» Material for the task:
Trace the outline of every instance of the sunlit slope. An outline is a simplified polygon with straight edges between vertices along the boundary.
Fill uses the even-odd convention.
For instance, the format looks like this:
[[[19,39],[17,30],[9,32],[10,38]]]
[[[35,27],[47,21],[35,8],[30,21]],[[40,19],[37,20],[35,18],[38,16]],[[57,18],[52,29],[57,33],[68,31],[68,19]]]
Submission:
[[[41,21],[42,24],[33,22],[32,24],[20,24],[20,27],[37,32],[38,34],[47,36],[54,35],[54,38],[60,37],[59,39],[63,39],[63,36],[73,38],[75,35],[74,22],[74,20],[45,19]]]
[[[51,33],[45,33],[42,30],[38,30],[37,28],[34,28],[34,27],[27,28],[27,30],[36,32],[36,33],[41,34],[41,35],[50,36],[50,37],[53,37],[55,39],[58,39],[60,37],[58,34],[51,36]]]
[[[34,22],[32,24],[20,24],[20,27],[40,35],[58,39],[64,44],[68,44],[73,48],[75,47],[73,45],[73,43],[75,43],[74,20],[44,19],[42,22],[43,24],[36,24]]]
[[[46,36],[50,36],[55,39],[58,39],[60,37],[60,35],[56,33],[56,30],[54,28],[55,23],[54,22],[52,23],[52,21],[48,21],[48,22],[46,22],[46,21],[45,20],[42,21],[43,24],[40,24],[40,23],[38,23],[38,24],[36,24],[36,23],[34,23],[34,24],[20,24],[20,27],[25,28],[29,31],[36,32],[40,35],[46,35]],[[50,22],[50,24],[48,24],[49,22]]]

» Work request:
Print every record exactly as written.

» Expected answer:
Trace the outline of every instance of the sunlit slope. An outline is a simplified polygon with straight edges between vertices along the boundary.
Fill uses the even-odd convention.
For instance, the format looks like this:
[[[19,39],[17,30],[9,32],[10,38]]]
[[[35,27],[47,21],[35,8],[30,21]],[[40,19],[37,20],[35,18],[38,16]],[[57,18],[52,29],[57,33],[68,31],[68,19]]]
Submission:
[[[41,21],[42,24],[33,22],[32,24],[20,24],[20,27],[37,32],[38,34],[47,36],[54,35],[54,38],[60,37],[59,39],[63,39],[63,36],[73,38],[75,35],[74,22],[74,20],[45,19]]]
[[[51,33],[45,33],[42,30],[38,30],[37,28],[34,28],[34,27],[27,28],[27,30],[36,32],[36,33],[41,34],[41,35],[50,36],[50,37],[53,37],[55,39],[58,39],[60,37],[58,34],[51,36]]]
[[[34,22],[32,24],[20,24],[20,27],[40,35],[58,39],[64,44],[68,44],[73,48],[75,47],[73,45],[73,43],[75,43],[74,20],[44,19],[42,22],[43,24],[36,24]]]
[[[46,36],[50,36],[55,39],[58,39],[60,37],[60,35],[56,33],[56,30],[54,28],[55,23],[54,22],[52,23],[52,21],[48,21],[48,22],[46,22],[46,21],[45,20],[42,21],[43,24],[40,24],[40,23],[38,23],[38,24],[36,24],[36,23],[34,23],[34,24],[20,24],[20,27],[25,28],[29,31],[36,32],[40,35],[46,35]],[[50,22],[50,24],[48,24],[49,22]]]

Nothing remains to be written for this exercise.